:: Problem set ::
a. Reproduce the hop thread starting at "## Aydos (25/1/14)" and ending at "around with them.", substituting "amarillo" for "simcoe" wherever it occurs.
b. Name every user who posts in the hop thread.

:: Text segment ::
::::

# Hop combos.....



## beerbear (24/1/14)

Hey guys,
Just looking for some inspiration here.... got my staple recipe's all sorted but now Im looking to play around with different combos of hops. My staples are a LCPA I made up with the spead sheet and my version of dr smurto s golden ale,
completely open to sugestions.....
Different styles.....
JUST BEER WITH FLAVOR

AAAAAANNNNNNDDDDDDD GO!!!!!!!!!!


View attachment 68153


----------



## daveHQ (24/1/14)

I've just made a bright ale using B saaz (motueka) and cascade, tastes great, a very good combo

Nelson goes good with cascade too


----------



## MichaelM (24/1/14)

John Palmer has a good write up on hop characteristics. http://howtobrew.com/section1/chapter5-3.html

For those who like pictures more try the hop aroma wheel.
http://www.hopunion.com/aroma-wheel/

Hope this helps in selecting you hop types mate.


----------



## Aydos (25/1/14)

What hops would you recommends and at what times for a really piney IPA? I'm thinking along the lines of a tower 10 IPA, maybe Chinook all the way through, some simcoe around 15-30 and Columbus late.

What are your thoughts?


----------



## beerbear (25/1/14)

the chinook and simcoe sound good but never used columbus.. chinook and cascade are like best mates for me, also got some citra and target on the way and gunna play around with them.

::::

:: Supplied data ::
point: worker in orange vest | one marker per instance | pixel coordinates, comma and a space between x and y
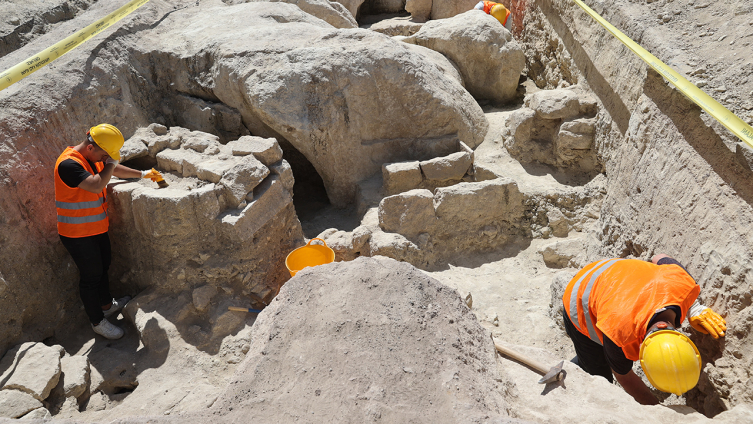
497, 10
82, 173
622, 310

::::

:: Answers provided ::
a.
## Aydos (25/1/14)

What hops would you recommends and at what times for a really piney IPA? I'm thinking along the lines of a tower 10 IPA, maybe Chinook all the way through, some amarillo around 15-30 and Columbus late.

What are your thoughts?


----------



## beerbear (25/1/14)

the chinook and amarillo sound good but never used columbus.. chinook and cascade are like best mates for me, also got some citra and target on the way and gunna play around with them.

b. beerbear, daveHQ, MichaelM, Aydos